WRITTEN TASK 1> Retype the stretch of the patent excerpt on compressed cellulose sponge bands from "FIG. 2C is a" through "forehead band of the present disclosure, in an unexpanded state.".
WRITTEN TASK 2> In the patent excerpt on compressed cellulose sponge bands, which figure illustrates the fastening of the adjustable band?
WRITTEN TASK 3> Proceed with the patent excerpt on compressed cellulose sponge bands, picking up after its final sentence.

GIVEN TEXT>
########################################

FIG. 1B is a perspective view of the preferred embodiment of the compressed cellulose pop-up sponge head band of the present disclosure, in an unexpanded state, in use on a wearer's head.

FIG. 1C is a perspective view of the preferred embodiment of the compressed cellulose pop-up sponge head band of the present disclosure, in an expanded state.

FIG. 1D is a perspective view of the preferred embodiment of the compressed cellulose pop-up sponge head band of the present disclosure, in an expanded state, in use on a wearer's head.

FIG. 2A is a perspective view of an alternate embodiment of a compressed cellulose pop-up sponge head band of the present disclosure, in an unexpanded state, for use under a wearer's hat or cap.

FIG. 2B is a perspective view of the alternate embodiment of the compressed cellulose pop-up sponge head band of the present disclosure, in an unexpanded state, for use under a wearer's hat or cap, and in use on a wearer's head.

FIG. 2C is a perspective view of the alternate embodiment of the compressed cellulose pop-up sponge head band of the present disclosure, in an expanded state, for use under a wearer's hat or cap.

FIG. 2D is a perspective view of the alternate embodiment of the compressed cellulose pop-up sponge head band of the present disclosure, in an expanded state, for use under a wearer's hat or cap, and in use on a wearer's head.

FIG. 3A is a perspective view of a second alternate embodiment of a compressed cellulose pop-up sponge forehead band of the present disclosure, in an unexpanded state.

FIG. 3B is a perspective view of the second alternate embodiment of the compressed cellulose pop-up sponge forehead band of the present disclosure, in an unexpanded state, in use on a wearer's forehead.

FIG. 3C is a perspective view of the second alternate embodiment of the compressed cellulose pop-up sponge forehead band of the present disclosure, in an expanded state.

FIG. 3D is a perspective view of the second alternate embodiment of the compressed cellulose pop-up sponge forehead band of the present disclosure, in an expanded state, in use on a wearer's forehead.

FIG. 4A is a perspective view of a third alternate embodiment of a compressed cellulose pop-up sponge wrist band of the present disclosure, in an unexpanded state.

FIG. 4B is a perspective view of the third alternate embodiment of the compressed cellulose pop-up sponge wrist band of the present disclosure, in an unexpanded state, in use on a wearer's wrist.

FIG. 4C is a perspective view of the third alternate embodiment of the compressed cellulose pop-up sponge wrist band of the present disclosure, in an expanded state.

FIG. 4D is a perspective view of the third alternate embodiment of the compressed cellulose pop-up sponge wrist band of the present disclosure, in an expanded state, in use on a wearer's wrist.

FIG. 5A is a perspective view of a fourth alternate embodiment of a compressed cellulose pop-up sponge head band of the present disclosure, in an unexpanded state, having an adjustable band.

FIG. 5B is a perspective view of the fourth alternate embodiment of the compressed cellulose pop-up sponge head band of the present disclosure, in an unexpanded state, illustrating the fastening of the adjustable band.

DETAILED DESCRIPTION OF THE DISCLOSED EMBODIMENT

While the invention is susceptible of embodiment in many different forms, there is shown in the drawings and will be described herein in detail one or more embodiments of the present disclosure. It should be understood, however, that the present disclosure is to be considered an exemplification of the principles of the invention, and the embodiment(s) illustrated is/are not intended to limit the spirit and scope of the invention and/or the claims herein.

########################################

RECORDS SUPPLIED>
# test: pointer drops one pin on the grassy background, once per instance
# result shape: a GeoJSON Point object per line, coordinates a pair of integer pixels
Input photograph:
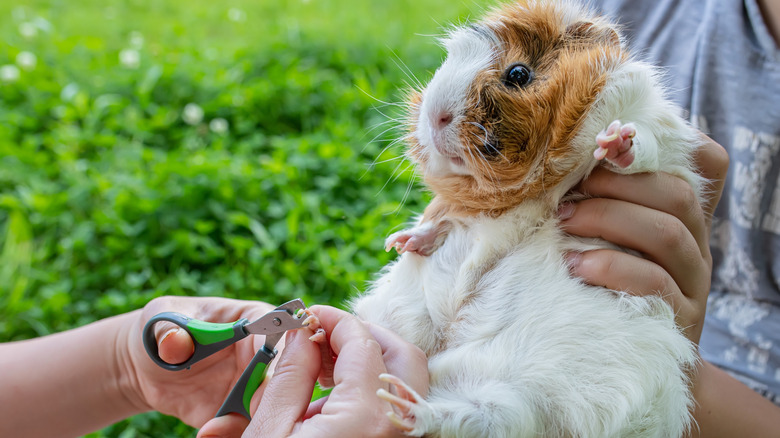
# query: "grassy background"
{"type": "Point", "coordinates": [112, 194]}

########################################

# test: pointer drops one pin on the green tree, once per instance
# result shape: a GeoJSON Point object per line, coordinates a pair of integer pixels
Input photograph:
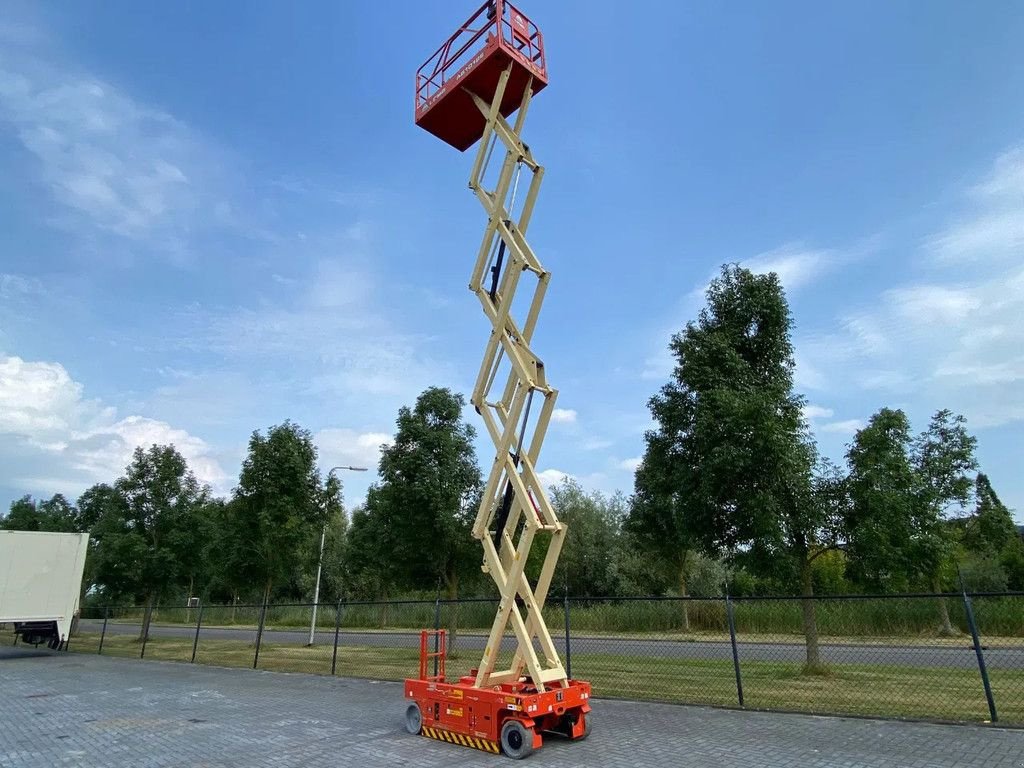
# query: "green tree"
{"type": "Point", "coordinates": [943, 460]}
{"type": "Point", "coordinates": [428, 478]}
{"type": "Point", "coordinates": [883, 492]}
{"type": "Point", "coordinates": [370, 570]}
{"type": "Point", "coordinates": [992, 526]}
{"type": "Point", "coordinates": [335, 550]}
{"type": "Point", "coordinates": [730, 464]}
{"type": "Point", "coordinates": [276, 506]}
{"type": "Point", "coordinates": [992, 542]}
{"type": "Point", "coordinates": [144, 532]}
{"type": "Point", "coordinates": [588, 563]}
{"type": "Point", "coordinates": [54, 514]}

########################################

WRITTEN REPLY 1>
FIG. 2C is a perspective view of the alternate embodiment of the compressed cellulose pop-up sponge head band of the present disclosure, in an expanded state, for use under a wearer's hat or cap.

FIG. 2D is a perspective view of the alternate embodiment of the compressed cellulose pop-up sponge head band of the present disclosure, in an expanded state, for use under a wearer's hat or cap, and in use on a wearer's head.

FIG. 3A is a perspective view of a second alternate embodiment of a compressed cellulose pop-up sponge forehead band of the present disclosure, in an unexpanded state.

WRITTEN REPLY 2> FIG. 5B

WRITTEN REPLY 3>
FIG. 1A illustrates a first embodiment of the present disclosure wherein the compressed cellulose pop-up sponge band 10 takes the form of a head band. The band 10 comprises a generally rectangular strip 20 of compressed cellulose pop-up sponge material. The strip 20 has a first end 22, a second end 24, a first edge 26, a second edge 28, a first surface 30 and a second surface 32.

A plurality of holes or passageways 34 are formed in the strip 20. Two additional holes 36, 38 are formed near the ends 22, 24 respectively. These two holes 36, 38 provide the attachment locations for an elastic band 40, which connects end 22 with end 24, as can be seen in FIG. 1A. A logo, name, symbol or other indicia 45 may be printed on or otherwise affixed to one or both of the surfaces 30, 32 of the strip 20, preferably but not necessarily at or near the center of the strip 20. The strip 20 can be of any color or colors or have printed patterns or other designs thereon.

As can be seen in FIG. 1B, the band 10 is worn in the manner of a head band, wherein the strip 20 is place on the wearer's head. In this embodiment, the strip 20 extends approximately from a location approximately behind the wear's ear and around the forehead of the wearer at approximately the wearer's hairline, to a location approximately behind the wearer's other ear, encircling approximately 80% of the wearer's head. Elastic band 40 (see FIG. 1A) extends across the back of the wearer's head connecting the ends 22, 24 of the strip 20, and snugly yet comfortably holds the band 10 on the wearer's head due to the resistance of the elastic band. One of the first and second surfaces 30, 32 lies directly in contact with and on the wearer's head. The other of the first and second surfaces 30, 32 which is not directly contacting the wearer's head, remains exposed to the elements. Additionally, portions of the wearer's head behind the strip 20 remain directly exposed to the elements through the plurality of holes 34 in the strip 20.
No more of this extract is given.